[TEXT EXTRACT start]

5.11 Prospectus Availability and
Changes. The
Company will make available to Investor upon request, and thereafter from time
to time will furnish Investor, as many copies of any Prospectus (or of the
Prospectus as amended or supplemented if the Company shall have made any
amendments or supplements thereto after the effective date of the applicable
Registration Statement) as Investor may request for the purposes contemplated by
the Act; and in case Investor is required to deliver a prospectus
after the nine-month period referred to in Section 10(a)(3) of the Act in
connection with the sale of the Common
Shares, or after the time a post-effective amendment to the applicable
Registration Statement is required pursuant to Item 512(a) of Regulation S-K
under the Act, the Company will prepare, at its expense, promptly upon request
such amendment or amendments to the Registration Statement and the Prospectus as
may be necessary to permit compliance with the requirements of Section 10(a)(3)
of the Act or Item 512(a) of Regulation S-K under the Act, as the case may
be.
26
The
Company will advise Investor promptly of the happening of any event within the
time during which a Prospectus is required to be delivered under the Act which
could require the making of any change in the Prospectus then being used so that
the Prospectus would not include an untrue statement of material fact or omit to
state a material fact necessary in order to make the statements therein, in the
light of the circumstances under which they are made, not misleading, and to
advise Investor promptly if, during such period, it shall become necessary to
amend or supplement any Prospectus to cause such Prospectus to comply with the
requirements of the Act, and in each case, during such time, to prepare and
furnish, at the Company’s expense, to Investor promptly such amendments or
supplements to such Prospectus as may be necessary to reflect any such change or
to effect such compliance.
5.12 Required
Approval. No transactions
contemplated under this Agreement or the Transaction Documents shall be
consummated for an amount that would require approval by any Trading Market or
Company stockholders under any approval provisions, rules or regulations of any
Trading Market applicable to the Company, unless and until such approval is
obtained. Company shall use best efforts to obtain any required
approval as soon as possible.

[TEXT EXTRACT end]

EXERCISE TASKS ▸
1) In the agreement excerpt, what purpose would a change to the Prospectus then in use serve?
2) Reproduce the passage of the agreement excerpt between "5.12 Required" and "soon as possible.", inclusive.

[ENTRIES start]

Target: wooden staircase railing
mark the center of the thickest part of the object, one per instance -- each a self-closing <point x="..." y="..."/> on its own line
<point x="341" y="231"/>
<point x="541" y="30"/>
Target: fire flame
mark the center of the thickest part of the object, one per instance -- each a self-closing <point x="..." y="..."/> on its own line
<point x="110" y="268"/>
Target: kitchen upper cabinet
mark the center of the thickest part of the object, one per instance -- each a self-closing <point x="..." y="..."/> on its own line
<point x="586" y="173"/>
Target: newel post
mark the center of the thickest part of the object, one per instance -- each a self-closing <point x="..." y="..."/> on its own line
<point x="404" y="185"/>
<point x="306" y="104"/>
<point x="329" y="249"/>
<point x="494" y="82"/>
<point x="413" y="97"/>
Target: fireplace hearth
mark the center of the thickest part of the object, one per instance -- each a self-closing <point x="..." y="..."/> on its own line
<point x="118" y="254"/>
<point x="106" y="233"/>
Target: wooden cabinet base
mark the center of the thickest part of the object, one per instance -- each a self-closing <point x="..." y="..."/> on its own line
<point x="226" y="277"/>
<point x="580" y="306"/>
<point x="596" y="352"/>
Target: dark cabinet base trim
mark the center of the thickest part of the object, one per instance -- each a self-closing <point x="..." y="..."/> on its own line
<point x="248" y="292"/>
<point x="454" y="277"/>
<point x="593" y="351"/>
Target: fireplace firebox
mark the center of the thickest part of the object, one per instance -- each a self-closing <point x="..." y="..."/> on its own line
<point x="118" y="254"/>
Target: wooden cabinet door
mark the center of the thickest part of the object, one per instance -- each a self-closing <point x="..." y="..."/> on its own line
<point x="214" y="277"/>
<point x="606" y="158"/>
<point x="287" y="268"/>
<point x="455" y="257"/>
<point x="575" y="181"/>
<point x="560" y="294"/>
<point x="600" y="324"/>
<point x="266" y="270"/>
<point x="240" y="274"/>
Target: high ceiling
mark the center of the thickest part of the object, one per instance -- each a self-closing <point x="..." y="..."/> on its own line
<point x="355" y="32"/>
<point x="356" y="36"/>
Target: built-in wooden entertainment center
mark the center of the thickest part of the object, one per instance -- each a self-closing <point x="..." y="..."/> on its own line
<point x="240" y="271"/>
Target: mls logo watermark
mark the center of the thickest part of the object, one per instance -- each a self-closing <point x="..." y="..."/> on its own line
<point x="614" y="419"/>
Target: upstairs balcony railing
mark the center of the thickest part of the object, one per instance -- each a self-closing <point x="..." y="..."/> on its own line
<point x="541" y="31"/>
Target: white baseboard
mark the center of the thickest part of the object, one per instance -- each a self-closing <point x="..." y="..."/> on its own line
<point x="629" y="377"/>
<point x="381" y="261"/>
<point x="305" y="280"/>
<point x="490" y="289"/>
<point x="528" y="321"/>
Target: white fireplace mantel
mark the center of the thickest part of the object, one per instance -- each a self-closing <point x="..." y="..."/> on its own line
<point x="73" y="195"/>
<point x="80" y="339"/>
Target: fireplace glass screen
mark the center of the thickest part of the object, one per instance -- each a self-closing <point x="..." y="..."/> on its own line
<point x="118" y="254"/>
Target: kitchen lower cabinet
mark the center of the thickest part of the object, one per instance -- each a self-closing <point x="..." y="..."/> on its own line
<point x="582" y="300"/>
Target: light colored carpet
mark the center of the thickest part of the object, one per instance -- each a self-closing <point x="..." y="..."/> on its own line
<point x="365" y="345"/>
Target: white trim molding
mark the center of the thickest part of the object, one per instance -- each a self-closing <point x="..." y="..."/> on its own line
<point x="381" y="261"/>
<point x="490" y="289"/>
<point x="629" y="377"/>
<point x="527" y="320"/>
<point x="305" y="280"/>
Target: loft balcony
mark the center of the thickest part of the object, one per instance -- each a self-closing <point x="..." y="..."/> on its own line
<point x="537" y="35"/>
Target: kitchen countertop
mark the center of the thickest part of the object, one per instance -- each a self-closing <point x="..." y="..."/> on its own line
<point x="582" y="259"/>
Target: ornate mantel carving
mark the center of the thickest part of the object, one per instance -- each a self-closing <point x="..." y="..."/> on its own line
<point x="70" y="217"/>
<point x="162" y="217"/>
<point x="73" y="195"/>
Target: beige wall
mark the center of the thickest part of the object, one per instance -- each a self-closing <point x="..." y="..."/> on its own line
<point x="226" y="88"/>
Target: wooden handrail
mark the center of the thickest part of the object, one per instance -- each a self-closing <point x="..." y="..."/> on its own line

[ENTRIES end]

SOLUTIONS TO THE TASKS ▸
1) The change would keep the Prospectus from including an untrue statement of material fact. It would also keep the Prospectus from omitting a material fact needed to make its statements not misleading, in light of the circumstances under which they are made.

2)
5.12 Required
Approval. No transactions
contemplated under this Agreement or the Transaction Documents shall be
consummated for an amount that would require approval by any Trading Market or
Company stockholders under any approval provisions, rules or regulations of any
Trading Market applicable to the Company, unless and until such approval is
obtained. Company shall use best efforts to obtain any required
approval as soon as possible.